(Pointing records)
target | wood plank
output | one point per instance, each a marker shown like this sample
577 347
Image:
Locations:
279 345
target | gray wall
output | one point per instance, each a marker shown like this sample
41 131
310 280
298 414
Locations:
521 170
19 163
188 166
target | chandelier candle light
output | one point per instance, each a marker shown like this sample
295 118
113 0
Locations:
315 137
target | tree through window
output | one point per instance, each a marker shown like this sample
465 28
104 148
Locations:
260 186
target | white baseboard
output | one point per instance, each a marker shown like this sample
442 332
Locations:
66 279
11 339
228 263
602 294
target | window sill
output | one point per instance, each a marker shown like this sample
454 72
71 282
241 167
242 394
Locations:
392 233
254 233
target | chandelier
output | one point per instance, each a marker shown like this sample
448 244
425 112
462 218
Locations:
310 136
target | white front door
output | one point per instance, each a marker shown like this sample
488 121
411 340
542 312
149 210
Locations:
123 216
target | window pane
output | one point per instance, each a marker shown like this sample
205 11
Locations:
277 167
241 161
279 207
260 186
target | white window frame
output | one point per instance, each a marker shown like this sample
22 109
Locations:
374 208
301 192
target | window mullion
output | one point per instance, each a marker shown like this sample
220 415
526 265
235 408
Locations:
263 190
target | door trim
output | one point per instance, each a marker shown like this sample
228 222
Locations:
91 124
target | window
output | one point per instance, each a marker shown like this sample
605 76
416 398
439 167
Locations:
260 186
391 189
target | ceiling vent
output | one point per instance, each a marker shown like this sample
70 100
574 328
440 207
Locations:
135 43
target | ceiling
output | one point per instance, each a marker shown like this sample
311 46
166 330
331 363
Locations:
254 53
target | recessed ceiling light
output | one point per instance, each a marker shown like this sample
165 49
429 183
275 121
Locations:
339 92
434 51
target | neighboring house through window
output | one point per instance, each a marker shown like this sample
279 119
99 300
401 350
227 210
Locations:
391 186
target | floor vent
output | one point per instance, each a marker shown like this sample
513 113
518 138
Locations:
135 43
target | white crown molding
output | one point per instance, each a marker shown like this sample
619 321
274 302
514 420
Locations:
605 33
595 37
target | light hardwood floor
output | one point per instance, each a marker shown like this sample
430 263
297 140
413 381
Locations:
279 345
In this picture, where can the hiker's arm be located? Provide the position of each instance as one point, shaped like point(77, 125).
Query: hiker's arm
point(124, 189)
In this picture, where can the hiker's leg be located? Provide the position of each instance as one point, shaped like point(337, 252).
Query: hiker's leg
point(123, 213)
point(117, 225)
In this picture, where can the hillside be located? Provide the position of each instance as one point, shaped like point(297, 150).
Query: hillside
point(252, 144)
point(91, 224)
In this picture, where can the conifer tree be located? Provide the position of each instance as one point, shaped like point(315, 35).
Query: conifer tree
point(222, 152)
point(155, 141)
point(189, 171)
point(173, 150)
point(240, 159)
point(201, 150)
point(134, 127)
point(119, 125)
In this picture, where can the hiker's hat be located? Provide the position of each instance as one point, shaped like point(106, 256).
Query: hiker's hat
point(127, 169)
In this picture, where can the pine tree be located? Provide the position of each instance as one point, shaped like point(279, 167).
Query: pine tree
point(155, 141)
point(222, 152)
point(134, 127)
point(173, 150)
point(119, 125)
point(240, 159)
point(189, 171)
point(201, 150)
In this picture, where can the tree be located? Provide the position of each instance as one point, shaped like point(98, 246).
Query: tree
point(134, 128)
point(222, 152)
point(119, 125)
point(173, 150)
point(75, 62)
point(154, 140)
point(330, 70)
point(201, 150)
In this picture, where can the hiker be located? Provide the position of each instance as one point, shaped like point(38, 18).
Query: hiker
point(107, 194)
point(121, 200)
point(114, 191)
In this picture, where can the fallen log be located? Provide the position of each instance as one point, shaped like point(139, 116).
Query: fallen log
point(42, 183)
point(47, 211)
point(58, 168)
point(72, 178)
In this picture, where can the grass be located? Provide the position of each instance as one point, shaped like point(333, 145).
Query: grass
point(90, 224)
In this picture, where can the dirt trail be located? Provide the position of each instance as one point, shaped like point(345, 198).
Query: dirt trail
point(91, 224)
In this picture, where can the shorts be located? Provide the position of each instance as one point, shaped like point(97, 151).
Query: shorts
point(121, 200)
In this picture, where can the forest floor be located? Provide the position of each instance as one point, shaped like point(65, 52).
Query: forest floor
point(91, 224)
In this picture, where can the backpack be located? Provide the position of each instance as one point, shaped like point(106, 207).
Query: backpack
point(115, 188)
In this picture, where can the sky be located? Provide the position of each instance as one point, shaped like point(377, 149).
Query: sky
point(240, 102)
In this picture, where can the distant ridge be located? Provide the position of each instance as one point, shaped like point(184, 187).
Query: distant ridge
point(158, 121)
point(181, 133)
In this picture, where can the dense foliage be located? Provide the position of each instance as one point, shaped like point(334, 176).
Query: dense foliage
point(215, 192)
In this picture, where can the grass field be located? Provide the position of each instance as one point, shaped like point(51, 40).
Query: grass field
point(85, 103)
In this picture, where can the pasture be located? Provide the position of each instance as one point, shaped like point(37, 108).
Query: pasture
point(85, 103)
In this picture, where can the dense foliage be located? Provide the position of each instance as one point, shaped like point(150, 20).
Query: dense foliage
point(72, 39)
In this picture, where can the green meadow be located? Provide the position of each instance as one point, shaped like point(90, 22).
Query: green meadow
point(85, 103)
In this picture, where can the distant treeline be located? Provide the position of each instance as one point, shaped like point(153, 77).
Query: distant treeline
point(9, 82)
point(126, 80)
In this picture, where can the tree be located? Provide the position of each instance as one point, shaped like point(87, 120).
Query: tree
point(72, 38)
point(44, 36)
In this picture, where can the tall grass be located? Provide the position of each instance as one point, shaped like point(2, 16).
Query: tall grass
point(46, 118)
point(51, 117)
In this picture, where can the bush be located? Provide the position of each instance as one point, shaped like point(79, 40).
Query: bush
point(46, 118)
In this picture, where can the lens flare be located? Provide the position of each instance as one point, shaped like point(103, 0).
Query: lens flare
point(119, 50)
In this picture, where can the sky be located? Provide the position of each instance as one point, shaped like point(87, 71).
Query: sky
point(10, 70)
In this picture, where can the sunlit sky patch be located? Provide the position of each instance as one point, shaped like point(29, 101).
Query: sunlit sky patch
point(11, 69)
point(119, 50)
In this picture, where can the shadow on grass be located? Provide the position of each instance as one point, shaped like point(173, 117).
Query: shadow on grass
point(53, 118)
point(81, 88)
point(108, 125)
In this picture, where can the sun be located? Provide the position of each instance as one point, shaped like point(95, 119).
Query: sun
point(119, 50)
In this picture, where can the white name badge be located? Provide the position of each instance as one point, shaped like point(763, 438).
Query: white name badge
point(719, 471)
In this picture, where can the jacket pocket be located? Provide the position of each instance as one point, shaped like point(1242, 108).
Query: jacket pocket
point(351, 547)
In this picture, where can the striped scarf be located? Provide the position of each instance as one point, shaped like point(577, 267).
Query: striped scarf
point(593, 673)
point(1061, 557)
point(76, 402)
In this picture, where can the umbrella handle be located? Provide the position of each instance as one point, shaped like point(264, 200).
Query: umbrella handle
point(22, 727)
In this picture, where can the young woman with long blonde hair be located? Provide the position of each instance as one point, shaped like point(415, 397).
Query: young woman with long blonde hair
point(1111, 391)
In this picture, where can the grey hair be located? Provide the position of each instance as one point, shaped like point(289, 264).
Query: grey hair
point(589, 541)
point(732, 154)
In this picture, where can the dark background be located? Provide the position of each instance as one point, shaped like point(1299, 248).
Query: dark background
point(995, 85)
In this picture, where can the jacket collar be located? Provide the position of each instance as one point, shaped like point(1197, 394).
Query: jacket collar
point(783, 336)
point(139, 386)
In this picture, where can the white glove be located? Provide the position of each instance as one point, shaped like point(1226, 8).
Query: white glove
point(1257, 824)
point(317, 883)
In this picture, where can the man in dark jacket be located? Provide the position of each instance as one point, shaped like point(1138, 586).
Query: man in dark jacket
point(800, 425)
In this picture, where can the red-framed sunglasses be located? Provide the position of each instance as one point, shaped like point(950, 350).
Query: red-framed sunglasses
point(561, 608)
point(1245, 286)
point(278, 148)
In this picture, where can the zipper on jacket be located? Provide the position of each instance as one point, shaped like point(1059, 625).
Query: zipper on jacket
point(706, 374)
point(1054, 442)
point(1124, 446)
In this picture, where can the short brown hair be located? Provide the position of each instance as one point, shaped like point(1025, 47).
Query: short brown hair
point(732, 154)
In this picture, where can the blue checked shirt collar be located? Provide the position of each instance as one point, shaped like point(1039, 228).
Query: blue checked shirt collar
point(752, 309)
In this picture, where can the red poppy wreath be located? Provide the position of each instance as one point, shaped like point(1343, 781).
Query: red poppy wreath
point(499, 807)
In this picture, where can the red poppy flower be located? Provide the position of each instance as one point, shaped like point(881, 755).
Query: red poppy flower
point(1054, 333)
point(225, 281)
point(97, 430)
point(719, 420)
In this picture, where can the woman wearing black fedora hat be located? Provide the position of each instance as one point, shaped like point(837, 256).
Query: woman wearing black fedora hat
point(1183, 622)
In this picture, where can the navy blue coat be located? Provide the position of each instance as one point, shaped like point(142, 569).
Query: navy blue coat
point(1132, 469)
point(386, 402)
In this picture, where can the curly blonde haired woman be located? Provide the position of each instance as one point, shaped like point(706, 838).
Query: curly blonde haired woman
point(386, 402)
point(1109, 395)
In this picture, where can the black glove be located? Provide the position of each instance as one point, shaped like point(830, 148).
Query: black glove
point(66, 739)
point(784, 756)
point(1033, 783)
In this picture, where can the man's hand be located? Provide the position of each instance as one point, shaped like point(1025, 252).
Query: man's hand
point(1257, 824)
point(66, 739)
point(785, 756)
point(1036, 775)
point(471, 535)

EXERCISE GOAL: Repeat, character for character, the lines of the listing from the line with "In this picture, where can the conifer" to the line with "point(127, 169)".

FULL OUTPUT:
In this picture, where can the conifer tree be located? Provide the position of each instance as one point, shaped like point(315, 35).
Query: conifer tree
point(222, 152)
point(155, 141)
point(189, 171)
point(173, 150)
point(240, 159)
point(201, 150)
point(134, 127)
point(119, 125)
In this picture, where can the hiker's hat be located? Provide the position of each instance as one point, shaped like point(106, 256).
Query: hiker's hat
point(127, 169)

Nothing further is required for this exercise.